> What you have to do
Take the records below and copy them exactly.

> Records for processing
====================

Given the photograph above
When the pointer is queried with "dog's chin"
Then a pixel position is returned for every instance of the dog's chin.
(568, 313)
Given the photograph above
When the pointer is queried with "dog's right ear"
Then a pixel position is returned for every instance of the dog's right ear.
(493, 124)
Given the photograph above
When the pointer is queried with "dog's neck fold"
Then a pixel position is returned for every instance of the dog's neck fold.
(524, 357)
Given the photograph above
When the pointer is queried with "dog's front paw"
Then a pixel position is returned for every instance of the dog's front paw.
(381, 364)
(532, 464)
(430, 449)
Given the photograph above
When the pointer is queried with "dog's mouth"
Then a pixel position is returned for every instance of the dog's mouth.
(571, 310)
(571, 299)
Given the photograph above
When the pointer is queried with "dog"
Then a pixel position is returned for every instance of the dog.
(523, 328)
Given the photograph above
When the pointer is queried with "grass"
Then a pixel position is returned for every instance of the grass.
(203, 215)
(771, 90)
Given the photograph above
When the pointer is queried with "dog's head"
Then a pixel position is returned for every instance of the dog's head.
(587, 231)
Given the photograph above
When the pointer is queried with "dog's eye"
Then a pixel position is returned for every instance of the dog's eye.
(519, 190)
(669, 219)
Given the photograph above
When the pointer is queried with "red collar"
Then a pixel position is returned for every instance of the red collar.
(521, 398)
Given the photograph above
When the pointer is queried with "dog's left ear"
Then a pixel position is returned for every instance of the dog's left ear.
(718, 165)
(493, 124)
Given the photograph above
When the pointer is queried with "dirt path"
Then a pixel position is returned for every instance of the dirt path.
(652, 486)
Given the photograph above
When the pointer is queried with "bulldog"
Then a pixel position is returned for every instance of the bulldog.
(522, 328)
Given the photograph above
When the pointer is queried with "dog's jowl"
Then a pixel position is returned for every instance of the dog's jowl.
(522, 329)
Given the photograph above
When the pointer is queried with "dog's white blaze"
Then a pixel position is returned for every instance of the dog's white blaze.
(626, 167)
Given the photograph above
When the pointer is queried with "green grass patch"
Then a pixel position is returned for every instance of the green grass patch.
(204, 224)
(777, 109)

====================

> Answer
Given the photograph above
When the pointer is queried with "dog's chin"
Then a pixel position is returned for every instance of the dog's chin.
(568, 313)
Given the photograph above
When the pointer is queried with "dog's right ear"
Then a pixel position is returned for every instance of the dog's right ear.
(493, 124)
Given the photograph above
When the pointer is queried with "dog's neck fold"
Then a pixel position is returned for every instance of the dog's neck fold.
(524, 357)
Given the photograph above
When the pointer is queried with "dog's front paw"
Then a pixel position is returned for every instance of the dog's front paw.
(381, 364)
(532, 464)
(430, 449)
Given the photograph above
When the pointer is queried with "dog's mouth"
Then a pixel position is returned for every instance of the dog's mouth.
(571, 310)
(571, 299)
Given the photograph above
When the pointer is queried with "dog"
Then a pixel position is returned for every instance of the dog.
(523, 328)
Given the photograph above
When the pointer is queried with "grass"
Then a pixel position is returned for every instance of the grass.
(203, 215)
(771, 90)
Given the photograph above
When the pointer is queried with "dog's head"
Then a pixel position is returned for every instance of the dog's head.
(587, 231)
Given the photograph above
When the pointer is queried with "dog's eye"
Then a pixel position is returned for every instance of the dog's eye.
(519, 190)
(669, 219)
Given the photograph above
When the pointer is queried with "red collar"
Then a pixel position is returned for every instance of the red collar.
(521, 398)
Given the photograph above
When the pointer is queried with "dog's left ear"
Then a pixel position is returned for every instance of the dog's left ear.
(718, 165)
(493, 124)
Given the photograph above
When the pointer is queried with "dirt path"
Then a pixel position is returned for every instance of the dirt path.
(652, 486)
Given the photograph above
When the pointer is queried with "bulldog"
Then a pixel position is returned for every instance of the bulldog.
(522, 328)
Given the photograph above
When the pointer is queried with "dog's jowl"
Then a pixel position is returned for every instance of the dog's jowl.
(522, 329)
Given the photograph above
When the pointer is queried with "dog's white blaze"
Then a pixel position is returned for every instance of the dog's white blaze.
(626, 167)
Given the photograph above
When the pointer is queried with "green grass patch"
Then a pixel position is returned for every instance of the green grass patch.
(204, 224)
(777, 109)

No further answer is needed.